■ What to work on ■
Reproduce the listing below with every instance of "marker" changed to "pin" and all other text left unchanged.

■ Material shown ■
● ● ● ● ● ● ●

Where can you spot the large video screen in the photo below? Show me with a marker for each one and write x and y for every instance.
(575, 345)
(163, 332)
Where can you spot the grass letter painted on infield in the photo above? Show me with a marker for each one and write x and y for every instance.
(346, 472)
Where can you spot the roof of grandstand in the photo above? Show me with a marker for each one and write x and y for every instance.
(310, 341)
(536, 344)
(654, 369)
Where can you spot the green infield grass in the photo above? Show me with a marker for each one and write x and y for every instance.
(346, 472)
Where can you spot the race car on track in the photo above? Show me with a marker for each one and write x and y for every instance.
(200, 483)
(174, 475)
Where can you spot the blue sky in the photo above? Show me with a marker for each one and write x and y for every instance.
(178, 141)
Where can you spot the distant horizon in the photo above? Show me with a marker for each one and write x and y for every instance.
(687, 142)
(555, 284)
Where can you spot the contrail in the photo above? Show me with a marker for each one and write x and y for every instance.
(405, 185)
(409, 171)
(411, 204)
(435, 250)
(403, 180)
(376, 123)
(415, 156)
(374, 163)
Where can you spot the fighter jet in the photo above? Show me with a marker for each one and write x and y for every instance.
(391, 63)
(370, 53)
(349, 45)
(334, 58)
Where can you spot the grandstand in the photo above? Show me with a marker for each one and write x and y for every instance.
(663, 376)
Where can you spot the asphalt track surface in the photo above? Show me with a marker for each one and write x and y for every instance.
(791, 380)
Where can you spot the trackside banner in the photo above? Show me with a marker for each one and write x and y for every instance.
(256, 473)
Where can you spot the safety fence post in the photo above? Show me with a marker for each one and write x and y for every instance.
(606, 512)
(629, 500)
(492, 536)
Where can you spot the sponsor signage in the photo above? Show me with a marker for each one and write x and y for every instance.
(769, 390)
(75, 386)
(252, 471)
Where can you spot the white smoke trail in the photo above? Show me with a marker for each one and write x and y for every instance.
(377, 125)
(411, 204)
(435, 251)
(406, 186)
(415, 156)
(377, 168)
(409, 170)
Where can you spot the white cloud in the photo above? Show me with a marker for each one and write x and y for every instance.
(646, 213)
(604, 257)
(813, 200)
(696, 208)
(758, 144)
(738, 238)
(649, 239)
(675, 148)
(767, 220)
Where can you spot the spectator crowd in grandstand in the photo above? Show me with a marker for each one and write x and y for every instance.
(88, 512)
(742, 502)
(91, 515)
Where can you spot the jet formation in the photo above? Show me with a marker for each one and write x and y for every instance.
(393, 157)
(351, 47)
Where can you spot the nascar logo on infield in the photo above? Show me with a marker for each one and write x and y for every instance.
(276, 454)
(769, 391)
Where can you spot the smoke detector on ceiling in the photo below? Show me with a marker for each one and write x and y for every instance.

● ● ● ● ● ● ●

■ Written answer ■
Where can you spot the large video screen in the photo below? Show me with a pin for each one and write x and y for every instance.
(575, 345)
(163, 332)
Where can you spot the grass letter painted on infield in the photo above? Show me with a pin for each one and write x and y for every instance.
(346, 472)
Where can you spot the roof of grandstand in the photo above? Show me with a pin for each one and write x and y for every instance.
(310, 341)
(536, 344)
(654, 369)
Where can you spot the green infield grass in the photo above? Show me with a pin for each one and write x and y for every instance.
(346, 472)
Where can you spot the race car on track in the photo above? Show me with a pin for each one and write x and y for every instance.
(200, 483)
(174, 475)
Where can you spot the blue sky in the photo above? Show me with a pin for each one and write x and y for every instance.
(178, 141)
Where can you spot the distant horizon in the photo above? Show me with a pin for each one and write x and y for every instance.
(687, 142)
(555, 284)
Where can you spot the contrail in the photo above? Show me with a pin for each one and write x and y for every instance.
(405, 185)
(409, 171)
(411, 204)
(435, 250)
(403, 180)
(376, 123)
(415, 156)
(374, 163)
Where can you spot the fighter jet in the photo above? Show me with a pin for each one and write x and y for every instance.
(391, 63)
(370, 53)
(349, 45)
(334, 58)
Where can you spot the grandstand in the photo above? Show me with a pin for each one and write x and y for every instance.
(663, 376)
Where can you spot the asphalt track surface in the photo above? Show me with a pin for each one and write x and y for every instance.
(791, 380)
Where can you spot the trackside banner in the photo above? Show me with a pin for each one and write x and y for every instance.
(256, 473)
Where can you spot the safety fence post in the photo above? Show me with a pin for each one and write x and y for every instance.
(606, 512)
(629, 500)
(492, 536)
Where can you spot the sponsor signage in the photo above? Show me with a pin for each one and write x and y for every instance.
(769, 390)
(75, 386)
(252, 471)
Where can you spot the white smoke trail in the photo above? Show me with a pin for each one and write x and y for every instance.
(377, 125)
(411, 204)
(435, 251)
(406, 186)
(415, 156)
(377, 168)
(409, 170)
Where can you spot the white cloud in the photo above? Show me with a pin for each one and write x and y for every instance.
(646, 213)
(604, 257)
(813, 200)
(696, 208)
(758, 144)
(738, 238)
(649, 239)
(675, 148)
(767, 220)
Where can you spot the spectator crowd in grandstand in the photo above? Show me with a pin for each one and write x and y for every instance.
(88, 512)
(742, 502)
(91, 515)
Where can you spot the jet formation in the photo above? Show me with a pin for each one and write x and y for every instance.
(393, 157)
(351, 47)
Where can you spot the nascar logo on infield in the photo above? Show me with a pin for each one and write x and y for every instance.
(276, 454)
(769, 391)
Where can you spot the smoke detector on ceiling in the photo below? Show me with a pin for each one and write x and y for every instance.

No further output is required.